Reproduce the items word for word from their beginning through the line that contains "POLYGON ((344 321, 346", and include that line. Leave out the pictures.

-- begin RECORDS FOR THE TASK --

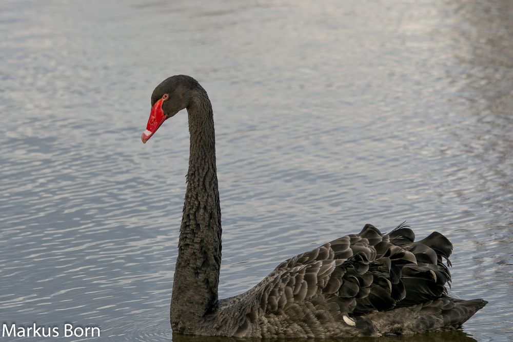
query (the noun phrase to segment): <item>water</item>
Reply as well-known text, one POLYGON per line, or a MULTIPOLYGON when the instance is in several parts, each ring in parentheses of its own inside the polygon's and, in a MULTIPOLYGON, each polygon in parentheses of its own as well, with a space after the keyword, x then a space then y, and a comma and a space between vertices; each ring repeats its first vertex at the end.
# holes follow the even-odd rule
POLYGON ((140 137, 184 73, 214 108, 222 297, 406 219, 452 240, 453 292, 489 304, 399 340, 513 340, 509 0, 4 0, 0 35, 2 322, 172 337, 186 115, 140 137))

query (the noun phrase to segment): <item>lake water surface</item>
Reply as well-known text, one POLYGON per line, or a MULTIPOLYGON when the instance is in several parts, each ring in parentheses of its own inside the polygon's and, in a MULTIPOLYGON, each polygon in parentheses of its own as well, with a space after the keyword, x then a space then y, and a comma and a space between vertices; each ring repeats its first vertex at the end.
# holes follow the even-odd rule
POLYGON ((3 0, 0 37, 0 321, 172 338, 186 114, 140 135, 183 73, 214 108, 221 297, 406 220, 489 304, 463 331, 378 340, 513 341, 510 0, 3 0))

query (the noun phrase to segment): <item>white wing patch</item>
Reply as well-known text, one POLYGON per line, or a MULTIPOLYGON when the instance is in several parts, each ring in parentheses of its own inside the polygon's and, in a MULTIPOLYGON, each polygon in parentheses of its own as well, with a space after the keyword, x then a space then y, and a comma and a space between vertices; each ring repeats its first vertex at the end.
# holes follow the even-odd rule
POLYGON ((344 321, 346 323, 346 324, 354 327, 356 325, 356 322, 354 320, 350 318, 349 316, 346 316, 344 315, 342 316, 342 318, 344 319, 344 321))

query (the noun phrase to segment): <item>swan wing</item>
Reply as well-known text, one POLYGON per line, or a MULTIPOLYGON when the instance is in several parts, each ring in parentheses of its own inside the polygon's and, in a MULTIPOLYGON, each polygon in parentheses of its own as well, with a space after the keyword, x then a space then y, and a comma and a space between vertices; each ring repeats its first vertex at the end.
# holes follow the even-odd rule
POLYGON ((404 224, 387 234, 367 224, 359 234, 286 260, 260 283, 261 309, 279 315, 298 305, 314 306, 346 321, 346 314, 438 298, 450 281, 443 260, 450 265, 452 246, 436 232, 414 240, 404 224))

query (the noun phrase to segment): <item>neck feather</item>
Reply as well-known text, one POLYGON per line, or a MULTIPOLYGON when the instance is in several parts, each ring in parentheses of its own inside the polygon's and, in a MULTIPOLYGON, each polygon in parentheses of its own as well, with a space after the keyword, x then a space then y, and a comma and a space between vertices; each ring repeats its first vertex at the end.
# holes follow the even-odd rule
POLYGON ((206 92, 195 92, 187 107, 190 154, 171 308, 177 332, 218 307, 221 216, 213 115, 206 92))

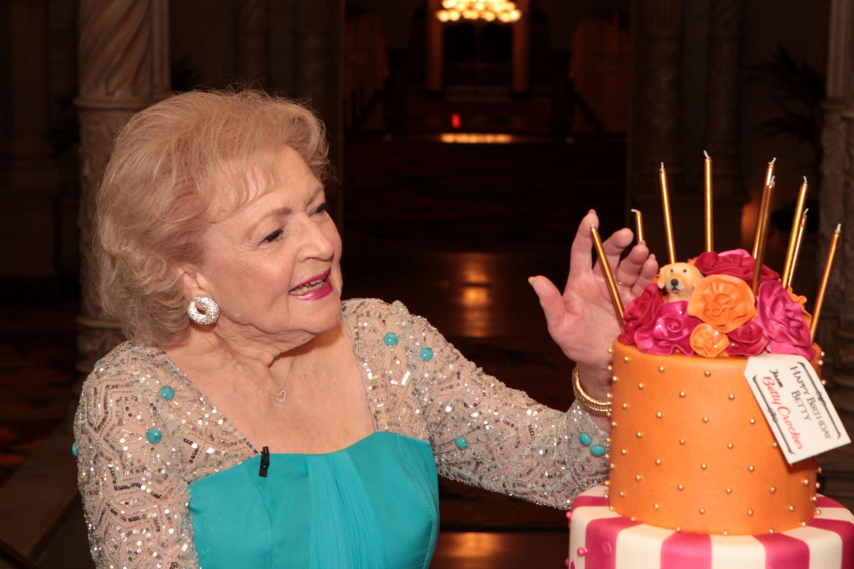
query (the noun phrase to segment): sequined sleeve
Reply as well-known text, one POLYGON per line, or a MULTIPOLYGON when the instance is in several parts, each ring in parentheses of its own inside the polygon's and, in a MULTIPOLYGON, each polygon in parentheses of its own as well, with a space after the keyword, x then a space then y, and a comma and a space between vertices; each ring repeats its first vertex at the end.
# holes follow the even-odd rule
POLYGON ((563 509, 607 477, 607 434, 576 404, 507 387, 401 303, 346 312, 377 427, 429 440, 440 474, 563 509))
POLYGON ((143 387, 145 365, 97 366, 77 409, 78 482, 98 569, 198 566, 181 457, 143 387))

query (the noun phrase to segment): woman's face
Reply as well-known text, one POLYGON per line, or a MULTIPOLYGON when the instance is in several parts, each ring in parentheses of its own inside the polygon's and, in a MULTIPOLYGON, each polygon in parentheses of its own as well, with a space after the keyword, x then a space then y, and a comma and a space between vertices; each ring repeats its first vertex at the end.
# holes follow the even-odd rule
POLYGON ((219 305, 218 328, 299 341, 341 317, 341 237, 302 158, 285 148, 278 168, 275 187, 205 232, 196 275, 219 305))

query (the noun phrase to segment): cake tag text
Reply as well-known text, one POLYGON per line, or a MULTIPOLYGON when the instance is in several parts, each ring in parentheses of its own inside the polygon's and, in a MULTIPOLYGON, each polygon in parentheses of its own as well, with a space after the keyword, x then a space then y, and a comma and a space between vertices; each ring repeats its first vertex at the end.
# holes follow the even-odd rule
POLYGON ((821 379, 803 356, 749 357, 745 378, 789 464, 851 442, 821 379))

-- end RECORDS FOR THE TASK --

RESPONSE TO THE TASK:
query (the noun phrase to segment): <item>water</item>
Reply as well-known text, one POLYGON per line, or a MULTIPOLYGON when the instance is in several parts, each ring in parentheses of its own inside the polygon's and, in a MULTIPOLYGON, each polygon in parentheses of its own as well, with a space after the keyword, x then a space then y, and a comma and a space between vertices; each ring repeats its first vertex at the end.
# holes follow the even-odd rule
POLYGON ((140 137, 184 73, 214 108, 222 297, 406 219, 452 240, 453 292, 489 304, 399 340, 513 340, 509 0, 4 0, 0 35, 2 322, 172 337, 186 115, 140 137))

query (the noun phrase to segment): <item>lake water surface</item>
Reply as well-known text, one POLYGON per line, or a MULTIPOLYGON when the instance is in several parts, each ring in parentheses of its own inside the polygon's and, in a MULTIPOLYGON, each polygon in parentheses of its own as well, with a space after the keyword, x then a space then y, and a comma and a space between vertices; each ring repeats its first vertex at the end.
# holes follow the even-odd rule
POLYGON ((3 0, 0 37, 0 321, 172 338, 186 114, 140 135, 183 73, 214 108, 221 297, 406 220, 489 304, 463 331, 378 340, 513 341, 510 0, 3 0))

query (the noun phrase to segment): <item>white wing patch</item>
Reply as well-known text, one POLYGON per line, or a MULTIPOLYGON when the instance is in several parts, each ring in parentheses of its own inside the polygon's and, in a MULTIPOLYGON, each polygon in parentheses of its own as well, with a space after the keyword, x then a space then y, and a comma and a space between vertices; each ring repeats its first vertex at the end.
# holes follow the even-odd rule
POLYGON ((344 321, 346 323, 346 324, 354 327, 356 325, 356 322, 354 320, 350 318, 349 316, 346 316, 344 315, 342 316, 342 318, 344 319, 344 321))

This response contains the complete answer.